Cultural Good of Croatia
- Official name: Dvorac Oršić
- Type: Protected cultural good
- Reference no.: Z-2440

= Oršić Manor (Jakovlje) =

Historic building in Zaprešić, Croatia

Oršić Manor (Dvorac Oršić), also known as Sixta Manor or Jakovlje Manor (Dvorac Jakovlje), is a neo-Baroque manor in Jakovlje, Zagreb County, Croatia. It lies near the city of Zaprešić, in the Hrvatsko Zagorje region northwest of Zagreb. The manor now serves as an artists' residence with studios and a sculpture park, and is protected as a cultural good of the Republic of Croatia.

== History ==
The manor originated from the addition of two wings to a Baroque curia in the middle of the second half of the 18th century, and took on its present appearance through numerous alterations during the second half of the 19th century, particularly after the earthquake of 1880. It was built by the noble Oršić family, remodelled by the Josipović family during the 19th century, and passed to the Sixta family in the early 20th century, who held it until the end of the Second World War, when it was confiscated.

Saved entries
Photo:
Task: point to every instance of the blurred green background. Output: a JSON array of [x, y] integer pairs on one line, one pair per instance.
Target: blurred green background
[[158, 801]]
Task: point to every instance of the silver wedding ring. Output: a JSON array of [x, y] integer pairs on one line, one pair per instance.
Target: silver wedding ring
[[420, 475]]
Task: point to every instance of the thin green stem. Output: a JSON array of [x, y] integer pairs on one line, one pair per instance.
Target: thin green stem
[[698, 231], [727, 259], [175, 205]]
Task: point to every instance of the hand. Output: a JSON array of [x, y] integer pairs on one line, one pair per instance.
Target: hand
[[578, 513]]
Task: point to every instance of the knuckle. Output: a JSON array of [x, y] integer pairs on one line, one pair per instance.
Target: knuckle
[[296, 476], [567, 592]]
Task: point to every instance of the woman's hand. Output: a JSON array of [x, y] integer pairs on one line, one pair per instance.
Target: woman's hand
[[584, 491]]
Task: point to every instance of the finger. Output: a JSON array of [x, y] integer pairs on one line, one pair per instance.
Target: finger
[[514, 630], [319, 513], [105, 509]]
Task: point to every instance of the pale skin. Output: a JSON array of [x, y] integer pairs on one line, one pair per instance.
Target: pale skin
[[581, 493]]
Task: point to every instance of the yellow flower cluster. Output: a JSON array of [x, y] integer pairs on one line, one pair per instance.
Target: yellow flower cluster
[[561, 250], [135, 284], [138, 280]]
==
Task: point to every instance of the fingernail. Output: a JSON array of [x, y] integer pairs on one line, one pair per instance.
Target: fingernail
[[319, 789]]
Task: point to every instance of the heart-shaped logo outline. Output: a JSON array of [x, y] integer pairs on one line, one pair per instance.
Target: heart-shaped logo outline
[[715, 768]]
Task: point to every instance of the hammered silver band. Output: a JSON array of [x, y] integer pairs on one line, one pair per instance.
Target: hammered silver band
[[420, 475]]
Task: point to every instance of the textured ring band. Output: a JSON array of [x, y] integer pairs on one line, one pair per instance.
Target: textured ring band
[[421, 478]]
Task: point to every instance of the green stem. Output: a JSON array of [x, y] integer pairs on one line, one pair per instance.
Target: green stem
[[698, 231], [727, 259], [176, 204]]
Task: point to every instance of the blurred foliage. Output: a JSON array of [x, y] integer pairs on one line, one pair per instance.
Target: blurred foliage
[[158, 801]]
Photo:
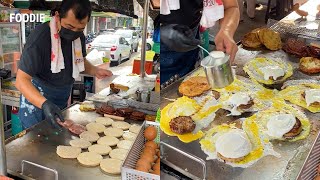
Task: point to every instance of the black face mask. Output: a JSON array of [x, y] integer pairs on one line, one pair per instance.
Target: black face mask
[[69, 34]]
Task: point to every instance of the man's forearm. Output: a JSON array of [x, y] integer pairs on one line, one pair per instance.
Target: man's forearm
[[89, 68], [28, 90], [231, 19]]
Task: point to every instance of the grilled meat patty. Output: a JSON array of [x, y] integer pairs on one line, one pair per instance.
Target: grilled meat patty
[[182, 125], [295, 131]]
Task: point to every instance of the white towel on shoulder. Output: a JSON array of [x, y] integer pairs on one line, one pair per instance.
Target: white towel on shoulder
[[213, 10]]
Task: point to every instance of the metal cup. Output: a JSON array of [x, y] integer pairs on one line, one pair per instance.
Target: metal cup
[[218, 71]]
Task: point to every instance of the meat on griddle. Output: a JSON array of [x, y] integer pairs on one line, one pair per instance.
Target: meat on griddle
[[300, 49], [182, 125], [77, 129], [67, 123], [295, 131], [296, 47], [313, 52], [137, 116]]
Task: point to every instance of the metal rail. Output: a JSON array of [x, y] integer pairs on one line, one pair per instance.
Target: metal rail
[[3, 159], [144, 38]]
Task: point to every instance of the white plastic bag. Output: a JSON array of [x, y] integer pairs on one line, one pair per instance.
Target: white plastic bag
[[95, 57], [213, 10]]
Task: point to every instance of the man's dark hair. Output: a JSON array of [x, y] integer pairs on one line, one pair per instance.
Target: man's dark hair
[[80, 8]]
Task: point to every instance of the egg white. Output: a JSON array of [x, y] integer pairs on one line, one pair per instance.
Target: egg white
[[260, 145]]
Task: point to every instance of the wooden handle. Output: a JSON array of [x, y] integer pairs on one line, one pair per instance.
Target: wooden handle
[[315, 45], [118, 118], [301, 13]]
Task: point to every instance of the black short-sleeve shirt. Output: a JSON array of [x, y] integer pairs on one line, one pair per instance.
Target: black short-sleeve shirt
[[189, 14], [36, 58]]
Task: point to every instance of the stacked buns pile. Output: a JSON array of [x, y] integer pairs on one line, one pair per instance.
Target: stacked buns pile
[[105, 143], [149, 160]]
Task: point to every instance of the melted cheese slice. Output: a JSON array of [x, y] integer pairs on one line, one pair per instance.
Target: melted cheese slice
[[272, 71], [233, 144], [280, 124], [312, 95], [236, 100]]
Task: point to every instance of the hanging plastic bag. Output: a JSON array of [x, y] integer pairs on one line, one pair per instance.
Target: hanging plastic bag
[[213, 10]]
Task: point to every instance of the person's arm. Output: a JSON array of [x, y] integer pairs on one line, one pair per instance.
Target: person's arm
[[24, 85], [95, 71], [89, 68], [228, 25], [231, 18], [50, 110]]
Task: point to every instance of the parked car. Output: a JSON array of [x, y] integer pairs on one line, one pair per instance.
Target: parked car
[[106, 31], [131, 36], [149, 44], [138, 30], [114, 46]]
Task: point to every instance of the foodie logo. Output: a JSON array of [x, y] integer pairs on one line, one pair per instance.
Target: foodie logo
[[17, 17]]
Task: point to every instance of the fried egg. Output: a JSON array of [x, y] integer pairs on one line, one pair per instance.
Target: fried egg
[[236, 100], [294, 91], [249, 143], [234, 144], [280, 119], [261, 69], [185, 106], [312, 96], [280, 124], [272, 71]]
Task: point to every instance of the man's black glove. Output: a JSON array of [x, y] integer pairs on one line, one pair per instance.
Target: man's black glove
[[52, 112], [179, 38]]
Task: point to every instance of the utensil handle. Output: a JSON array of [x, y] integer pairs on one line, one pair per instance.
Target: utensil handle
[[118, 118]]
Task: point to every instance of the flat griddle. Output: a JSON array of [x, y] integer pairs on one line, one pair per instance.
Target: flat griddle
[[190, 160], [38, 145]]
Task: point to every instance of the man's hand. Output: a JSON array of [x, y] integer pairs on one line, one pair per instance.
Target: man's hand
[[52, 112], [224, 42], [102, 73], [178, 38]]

> **WHAT YOU ARE ASKED TO DO**: Copy out the full Oršić Manor text word for word.

> **ANSWER TO THIS TASK**:
Cultural Good of Croatia
- Official name: Dvorac Oršić
- Type: Protected cultural good
- Reference no.: Z-2440

= Oršić Manor (Jakovlje) =

Historic building in Zaprešić, Croatia

Oršić Manor (Dvorac Oršić), also known as Sixta Manor or Jakovlje Manor (Dvorac Jakovlje), is a neo-Baroque manor in Jakovlje, Zagreb County, Croatia. It lies near the city of Zaprešić, in the Hrvatsko Zagorje region northwest of Zagreb. The manor now serves as an artists' residence with studios and a sculpture park, and is protected as a cultural good of the Republic of Croatia.

== History ==
The manor originated from the addition of two wings to a Baroque curia in the middle of the second half of the 18th century, and took on its present appearance through numerous alterations during the second half of the 19th century, particularly after the earthquake of 1880. It was built by the noble Oršić family, remodelled by the Josipović family during the 19th century, and passed to the Sixta family in the early 20th century, who held it until the end of the Second World War, when it was confiscated.